**Data shown:**
==============================

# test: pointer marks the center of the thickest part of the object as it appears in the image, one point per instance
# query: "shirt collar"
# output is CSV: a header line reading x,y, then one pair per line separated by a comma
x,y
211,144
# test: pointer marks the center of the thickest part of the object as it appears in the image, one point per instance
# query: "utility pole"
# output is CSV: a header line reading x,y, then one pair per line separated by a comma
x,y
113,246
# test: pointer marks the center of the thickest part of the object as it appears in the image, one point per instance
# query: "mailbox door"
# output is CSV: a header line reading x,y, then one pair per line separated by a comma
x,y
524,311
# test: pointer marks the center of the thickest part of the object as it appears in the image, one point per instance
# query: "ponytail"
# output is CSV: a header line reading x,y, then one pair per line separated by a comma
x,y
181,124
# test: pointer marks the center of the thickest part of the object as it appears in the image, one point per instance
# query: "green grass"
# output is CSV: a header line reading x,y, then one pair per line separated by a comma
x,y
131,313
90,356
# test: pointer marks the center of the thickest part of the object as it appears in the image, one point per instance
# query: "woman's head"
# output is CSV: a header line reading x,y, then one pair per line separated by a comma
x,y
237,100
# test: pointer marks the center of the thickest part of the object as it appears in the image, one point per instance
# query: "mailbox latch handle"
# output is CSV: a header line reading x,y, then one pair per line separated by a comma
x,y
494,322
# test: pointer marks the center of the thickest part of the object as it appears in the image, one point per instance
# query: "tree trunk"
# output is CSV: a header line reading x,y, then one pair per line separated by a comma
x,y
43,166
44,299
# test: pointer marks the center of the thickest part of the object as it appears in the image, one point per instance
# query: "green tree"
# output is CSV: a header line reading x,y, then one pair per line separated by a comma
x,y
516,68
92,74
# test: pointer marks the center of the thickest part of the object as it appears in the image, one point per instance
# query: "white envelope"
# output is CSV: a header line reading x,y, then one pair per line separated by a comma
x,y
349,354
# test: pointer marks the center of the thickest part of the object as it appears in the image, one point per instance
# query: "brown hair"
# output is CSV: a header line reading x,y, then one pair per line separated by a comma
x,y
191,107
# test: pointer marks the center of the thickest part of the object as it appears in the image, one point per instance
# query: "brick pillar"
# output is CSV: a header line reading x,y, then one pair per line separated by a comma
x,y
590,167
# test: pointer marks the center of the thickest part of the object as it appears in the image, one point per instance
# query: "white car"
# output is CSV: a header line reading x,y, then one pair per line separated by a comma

==============================

**What this task involves:** Copy every entry exactly, missing none.

**Exercise response:**
# test: pointer marks the center of the thickest part of the object as it appears in the image, one point per instance
# query: "shirt collar"
# output is CSV: a header line reading x,y, then one pair per line separated by a comma
x,y
211,144
# test: pointer marks the center of the thickest part of the object as it appears in the image, one point per instance
# query: "utility pole"
# output is CSV: a header line reading x,y, then one pair per line separated by a comma
x,y
113,246
# test: pointer marks the center of the thickest part of the object as it appears in the image, one point per instance
# query: "mailbox door"
# output is CSV: a header line reading x,y, then one pair per line separated by a comma
x,y
524,311
# test: pointer marks the center of the thickest part of the object as it appears in the image, one point per instance
# query: "ponytail"
# output is CSV: a header line reading x,y, then one pair per line separated by a comma
x,y
181,124
# test: pointer marks the center of the thickest part of the object as it appears in the image, one point per instance
# query: "green grass"
# output is CSV: a header line reading x,y, then one pair per line separated by a comma
x,y
131,313
90,356
# test: pointer marks the center of the thickest part of the object as it appears in the image, one point per instance
# query: "woman's head"
# output is CSV: a header line reading x,y, then one pair per line separated by a comma
x,y
237,100
# test: pointer marks the center of the thickest part of the object as it appears in the image, one point per instance
# query: "mailbox latch handle"
# output is CSV: a header line reading x,y, then one pair per line separated by a comma
x,y
494,322
# test: pointer marks the center of the thickest part of the object as it appears in the image, one point per instance
# query: "tree trunk"
# output is CSV: a header line reading x,y, then one pair per line separated by a comma
x,y
43,166
44,299
# test: pointer marks the center of the thickest part of the object as it appears in the image, one point per instance
# query: "green tree"
# output is CSV: a header line reading x,y, then one pair per line separated by a comma
x,y
516,68
92,74
# test: pointer marks the center of the thickest part of the object as it appears in the image, one point per instance
# query: "white envelope"
# output is CSV: a header line reading x,y, then one pair per line separated by a comma
x,y
349,354
# test: pointer marks the center of the thickest part of the object as it appears in the image, one point per instance
# query: "brown hair"
# output is CSV: a header line reading x,y, then one pair per line separated by a comma
x,y
191,107
# test: pointer marks the center of the thickest part of the object as it appears in the image, one point per instance
# query: "brick pillar"
# output is CSV: a header line reading x,y, then one pair per line separated by a comma
x,y
590,167
# test: pointer marks the center of the thickest part of the object as it appears in the image, one point per instance
# query: "white car"
# output is CSV: a header line reading x,y, then one pair per line separated by a comma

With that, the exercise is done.